### SELECTION
If you want to see the graphs for build arounds and explore the data for various build around strategies, hop over to the [Examples](#Examples) section. There is more info there on how to see some example build arounds (eg. Caves from LCI, Roots from MKM) and how to customize the evaluation (even if you don't have any coding experience).

## Show Me The Code

If you are interested in how the graphs are created or want to tweak the code to test out different things, all the code is in the [Code](#Code) section

## How to Run This Notebook

To run this notebook, in the menu, click "Runtime" => "Run all". It usually takes a few minutes to process all the data. You can see the graphs in the [Examples](#Examples) secion

# Code

This section has all the code for creating the datasets and graphing the build arounds. If you want to just see the graphs, go to [Examples](#Examples).

### Import Pandas and Set Useful Options

Pandas is what we'll use to analyze the data. For more info on Pandas, see the [docs](https://pandas.pydata.org/docs/user_guide/10min.html).

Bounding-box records
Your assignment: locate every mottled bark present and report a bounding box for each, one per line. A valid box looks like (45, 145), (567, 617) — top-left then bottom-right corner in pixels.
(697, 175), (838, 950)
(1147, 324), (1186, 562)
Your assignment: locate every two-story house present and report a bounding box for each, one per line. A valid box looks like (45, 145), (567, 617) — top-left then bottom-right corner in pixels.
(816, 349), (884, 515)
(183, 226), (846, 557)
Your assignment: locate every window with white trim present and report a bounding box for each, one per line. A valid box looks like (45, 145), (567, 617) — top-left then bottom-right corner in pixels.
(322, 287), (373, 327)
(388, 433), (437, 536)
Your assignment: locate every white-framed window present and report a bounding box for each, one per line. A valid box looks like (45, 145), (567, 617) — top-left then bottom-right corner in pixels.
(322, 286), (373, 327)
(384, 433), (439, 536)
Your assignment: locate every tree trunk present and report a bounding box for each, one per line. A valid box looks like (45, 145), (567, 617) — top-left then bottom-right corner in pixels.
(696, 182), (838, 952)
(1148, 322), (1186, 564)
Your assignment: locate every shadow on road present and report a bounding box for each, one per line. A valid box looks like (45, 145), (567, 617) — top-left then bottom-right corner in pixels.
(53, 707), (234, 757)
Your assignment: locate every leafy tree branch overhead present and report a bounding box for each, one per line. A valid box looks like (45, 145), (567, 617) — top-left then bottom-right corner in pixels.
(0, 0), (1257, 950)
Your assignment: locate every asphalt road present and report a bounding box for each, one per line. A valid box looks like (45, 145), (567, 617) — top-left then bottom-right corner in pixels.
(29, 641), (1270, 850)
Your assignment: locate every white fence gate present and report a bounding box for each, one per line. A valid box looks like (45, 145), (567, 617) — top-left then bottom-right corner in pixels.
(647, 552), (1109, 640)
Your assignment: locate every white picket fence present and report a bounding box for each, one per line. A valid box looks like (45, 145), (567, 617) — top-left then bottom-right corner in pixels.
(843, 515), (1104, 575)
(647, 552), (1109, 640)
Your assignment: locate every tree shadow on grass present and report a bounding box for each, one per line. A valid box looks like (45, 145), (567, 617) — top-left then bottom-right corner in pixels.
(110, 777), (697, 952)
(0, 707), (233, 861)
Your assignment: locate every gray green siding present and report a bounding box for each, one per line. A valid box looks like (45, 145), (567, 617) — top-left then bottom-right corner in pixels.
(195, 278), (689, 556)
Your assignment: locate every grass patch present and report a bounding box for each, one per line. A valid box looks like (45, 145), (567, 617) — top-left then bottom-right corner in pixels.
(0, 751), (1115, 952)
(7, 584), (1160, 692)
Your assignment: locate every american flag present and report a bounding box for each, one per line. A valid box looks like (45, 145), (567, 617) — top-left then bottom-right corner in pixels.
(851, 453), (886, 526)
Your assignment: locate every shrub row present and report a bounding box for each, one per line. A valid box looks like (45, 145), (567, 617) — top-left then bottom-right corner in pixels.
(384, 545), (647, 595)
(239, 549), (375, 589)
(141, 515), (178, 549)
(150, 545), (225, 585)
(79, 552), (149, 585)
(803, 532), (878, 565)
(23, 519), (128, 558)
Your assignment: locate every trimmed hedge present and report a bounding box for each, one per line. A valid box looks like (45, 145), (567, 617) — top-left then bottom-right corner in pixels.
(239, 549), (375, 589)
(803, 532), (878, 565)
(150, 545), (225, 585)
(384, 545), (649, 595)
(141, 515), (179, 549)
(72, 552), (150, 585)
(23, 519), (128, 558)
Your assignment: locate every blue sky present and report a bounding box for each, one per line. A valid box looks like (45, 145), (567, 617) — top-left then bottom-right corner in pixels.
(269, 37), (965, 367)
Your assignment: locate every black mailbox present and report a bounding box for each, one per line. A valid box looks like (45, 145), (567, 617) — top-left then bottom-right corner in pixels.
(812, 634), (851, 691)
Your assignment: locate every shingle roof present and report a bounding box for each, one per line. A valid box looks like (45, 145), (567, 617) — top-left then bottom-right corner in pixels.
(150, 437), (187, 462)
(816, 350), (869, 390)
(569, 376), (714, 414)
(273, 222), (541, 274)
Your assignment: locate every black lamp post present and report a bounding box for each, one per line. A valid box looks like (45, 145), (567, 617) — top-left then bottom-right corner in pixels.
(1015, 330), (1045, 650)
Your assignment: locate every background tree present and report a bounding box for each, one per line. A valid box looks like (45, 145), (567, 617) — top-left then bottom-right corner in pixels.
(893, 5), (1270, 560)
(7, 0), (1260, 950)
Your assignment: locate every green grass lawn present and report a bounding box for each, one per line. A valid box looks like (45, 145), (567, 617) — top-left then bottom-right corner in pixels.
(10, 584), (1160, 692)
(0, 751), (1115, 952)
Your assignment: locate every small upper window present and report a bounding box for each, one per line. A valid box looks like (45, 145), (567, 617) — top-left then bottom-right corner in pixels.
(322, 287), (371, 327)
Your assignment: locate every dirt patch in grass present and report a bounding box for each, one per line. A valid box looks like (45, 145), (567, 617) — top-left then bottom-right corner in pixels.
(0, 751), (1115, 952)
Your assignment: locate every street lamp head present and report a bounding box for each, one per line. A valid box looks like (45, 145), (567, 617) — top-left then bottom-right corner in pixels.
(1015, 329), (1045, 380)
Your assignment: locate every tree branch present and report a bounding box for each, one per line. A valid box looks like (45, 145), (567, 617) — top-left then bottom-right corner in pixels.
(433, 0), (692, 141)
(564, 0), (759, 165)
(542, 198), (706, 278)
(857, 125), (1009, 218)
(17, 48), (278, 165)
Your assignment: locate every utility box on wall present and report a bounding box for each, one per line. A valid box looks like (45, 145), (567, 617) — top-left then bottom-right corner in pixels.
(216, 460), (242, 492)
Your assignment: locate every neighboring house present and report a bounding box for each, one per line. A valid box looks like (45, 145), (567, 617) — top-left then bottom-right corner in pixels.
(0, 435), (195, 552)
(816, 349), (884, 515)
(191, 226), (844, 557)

### TASK LIST
a) Retype the part of the build-around notebook text that opens with the words containing "If you want to see" and closes with "go to [Examples](#Examples).".
b) Continue the build-around notebook text from the point where it stops.

### ANSWERS FOR THE EXERCISE
a)
If you want to see the graphs for build arounds and explore the data for various build around strategies, hop over to the [Examples](#Examples) section. There is more info there on how to see some example build arounds (eg. Caves from LCI, Roots from MKM) and how to customize the evaluation (even if you don't have any coding experience).

## Show Me The Code

If you are interested in how the graphs are created or want to tweak the code to test out different things, all the code is in the [Code](#Code) section

## How to Run This Notebook

To run this notebook, in the menu, click "Runtime" => "Run all". It usually takes a few minutes to process all the data. You can see the graphs in the [Examples](#Examples) secion

# Code

This section has all the code for creating the datasets and graphing the build arounds. If you want to just see the graphs, go to [Examples](#Examples).

b)
In [None]:
import gzip
import pandas as pd

pd.set_option('display.expand_frame_repr', False)
pd.set_option('display.max_columns', 1600)

### Download the Dataset

Download the datasets. The datasets are from the [17 Lands Public Data Sets](https://www.17lands.com/public_datasets).

In [None]:
from pathlib import Path

FORMAT_PREMIER_DRAFT = "PremierDraft"
FORMAT_TRADITIONAL_DRAFT = "TradDraft"

def download_if_not_exists(file_name, remote_url, common_name):
  if Path(file_name).is_file():
    print(f"{common_name} data file already downloaded. Skipping download")
  else:
    !wget {remote_url}

def get_dataset_metadata(expansion, format, dataset_type):
  file_name = f"{dataset_type}_data_public.{expansion}.{format}.csv.gz"
  remote_url = f"https://17lands-public.s3.amazonaws.com/analysis_data/{dataset_type}_data/{file_name}"
  return file_name, remote_url


def download_datasets(expansion, format):
  game_data_file_name, game_data_remote_url = get_dataset_metadata(expansion, format, "game")
  draft_data_file_name, draft_data_remote_url = get_dataset_metadata(expansion, format, "draft")
  cards_data_file_name = f"cards.csv"
  cards_data_remote_url = f"https://17lands-public.s3.amazonaws.com/analysis_data/cards/{cards_data_file_name}"

  download_if_not_exists(game_data_file_name, game_data_remote_url, "game")
  download_if_not_exists(draft_data_file_name, draft_data_remote_url, "draft")
  download_if_not_exists(cards_data_file_name, cards_data_remote_url, "cards")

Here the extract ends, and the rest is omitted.